• MATERIAL FOR THIS TASK:
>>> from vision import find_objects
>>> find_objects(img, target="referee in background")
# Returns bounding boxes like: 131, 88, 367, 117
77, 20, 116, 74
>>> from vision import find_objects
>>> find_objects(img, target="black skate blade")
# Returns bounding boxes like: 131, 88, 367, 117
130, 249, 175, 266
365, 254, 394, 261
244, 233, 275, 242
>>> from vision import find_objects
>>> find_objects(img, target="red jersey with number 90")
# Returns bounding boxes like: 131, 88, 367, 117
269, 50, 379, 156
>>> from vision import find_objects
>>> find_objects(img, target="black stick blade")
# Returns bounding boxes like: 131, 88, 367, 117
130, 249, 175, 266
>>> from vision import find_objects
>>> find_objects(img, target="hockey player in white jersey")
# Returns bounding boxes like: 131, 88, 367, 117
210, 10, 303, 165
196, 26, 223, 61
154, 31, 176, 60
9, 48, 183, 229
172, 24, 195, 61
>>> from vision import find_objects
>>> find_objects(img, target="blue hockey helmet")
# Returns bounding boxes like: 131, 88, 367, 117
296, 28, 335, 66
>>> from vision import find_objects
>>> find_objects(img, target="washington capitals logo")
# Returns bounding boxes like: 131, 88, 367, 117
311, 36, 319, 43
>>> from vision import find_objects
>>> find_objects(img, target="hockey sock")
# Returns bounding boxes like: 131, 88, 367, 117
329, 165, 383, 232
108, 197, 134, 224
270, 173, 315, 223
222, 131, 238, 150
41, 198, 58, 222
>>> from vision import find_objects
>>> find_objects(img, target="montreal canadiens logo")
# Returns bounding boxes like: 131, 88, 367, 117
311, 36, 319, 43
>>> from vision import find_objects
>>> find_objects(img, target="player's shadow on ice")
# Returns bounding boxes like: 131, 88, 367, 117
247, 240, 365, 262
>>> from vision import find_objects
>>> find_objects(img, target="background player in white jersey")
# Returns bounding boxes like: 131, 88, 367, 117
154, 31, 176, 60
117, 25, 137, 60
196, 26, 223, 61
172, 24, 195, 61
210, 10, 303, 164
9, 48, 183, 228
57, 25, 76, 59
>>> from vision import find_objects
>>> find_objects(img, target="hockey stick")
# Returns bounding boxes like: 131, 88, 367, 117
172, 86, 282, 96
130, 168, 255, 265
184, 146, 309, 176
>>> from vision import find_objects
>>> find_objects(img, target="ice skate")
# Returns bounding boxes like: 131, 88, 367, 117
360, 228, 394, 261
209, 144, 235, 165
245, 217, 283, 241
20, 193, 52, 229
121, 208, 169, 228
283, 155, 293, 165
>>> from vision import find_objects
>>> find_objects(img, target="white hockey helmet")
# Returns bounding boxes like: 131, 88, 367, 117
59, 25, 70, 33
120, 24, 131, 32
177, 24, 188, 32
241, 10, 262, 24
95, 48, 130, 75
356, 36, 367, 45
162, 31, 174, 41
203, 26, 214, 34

• EXERCISE DETAILS: Reproduce every line of the records above without alteration.

• SOLUTION TO THIS TASK:
>>> from vision import find_objects
>>> find_objects(img, target="referee in background")
# Returns bounding boxes like: 131, 88, 367, 117
77, 20, 116, 74
>>> from vision import find_objects
>>> find_objects(img, target="black skate blade")
# Returns bounding boxes like: 131, 88, 367, 117
130, 249, 175, 266
365, 254, 394, 261
244, 233, 275, 242
>>> from vision import find_objects
>>> find_objects(img, target="red jersey with number 90")
# Returns bounding boxes like: 131, 88, 367, 117
269, 50, 379, 156
>>> from vision import find_objects
>>> find_objects(img, target="black stick blade")
# Returns bounding boxes like: 131, 88, 367, 117
130, 249, 175, 266
>>> from vision import find_objects
>>> find_objects(img, target="hockey player in white jersey")
# Returns bounding boxes like: 131, 88, 367, 117
210, 10, 303, 165
196, 26, 223, 61
154, 31, 176, 60
9, 48, 183, 229
172, 24, 195, 61
>>> from vision import find_objects
>>> find_objects(img, target="blue hockey helmet")
# Returns bounding boxes like: 131, 88, 367, 117
296, 28, 335, 66
>>> from vision import find_objects
>>> find_objects(img, target="washington capitals logo")
# Returns bounding boxes like: 131, 88, 367, 117
311, 36, 319, 43
>>> from vision import find_objects
>>> find_objects(img, target="hockey sock")
# Returns bounding boxes like: 131, 88, 367, 117
329, 165, 383, 232
108, 197, 134, 224
270, 173, 315, 223
222, 131, 238, 150
41, 198, 58, 222
>>> from vision import find_objects
>>> find_objects(img, target="montreal canadiens logo")
# Returns bounding boxes like: 131, 88, 367, 117
311, 36, 319, 43
>>> from vision import find_objects
>>> find_objects(img, target="player's shadow on ice")
# Returns bounding boxes like: 131, 88, 367, 117
247, 240, 365, 262
>>> from vision import find_objects
>>> find_objects(img, target="background player in white jersey")
# Returns bounding boxes like: 131, 88, 367, 117
154, 31, 176, 60
117, 25, 137, 60
196, 26, 223, 61
172, 24, 195, 61
210, 10, 303, 164
9, 48, 183, 228
57, 25, 76, 59
>>> from vision import find_objects
>>> find_objects(img, target="hockey stick")
# Returns bounding boxes like: 131, 88, 367, 117
172, 86, 282, 96
130, 168, 255, 265
184, 146, 309, 176
>>> from vision import find_objects
>>> find_objects(img, target="ice skate")
# Returns bounding boxes like: 131, 88, 367, 117
360, 228, 394, 261
209, 144, 235, 165
245, 217, 283, 241
20, 193, 52, 229
121, 208, 169, 228
283, 155, 293, 165
>>> from vision import find_objects
>>> find_objects(img, target="white hockey helmet")
# Returns bounding boxes like: 131, 88, 367, 117
59, 25, 70, 33
120, 24, 131, 32
177, 24, 188, 32
241, 10, 262, 24
95, 48, 130, 75
356, 36, 367, 45
162, 31, 174, 41
203, 26, 214, 34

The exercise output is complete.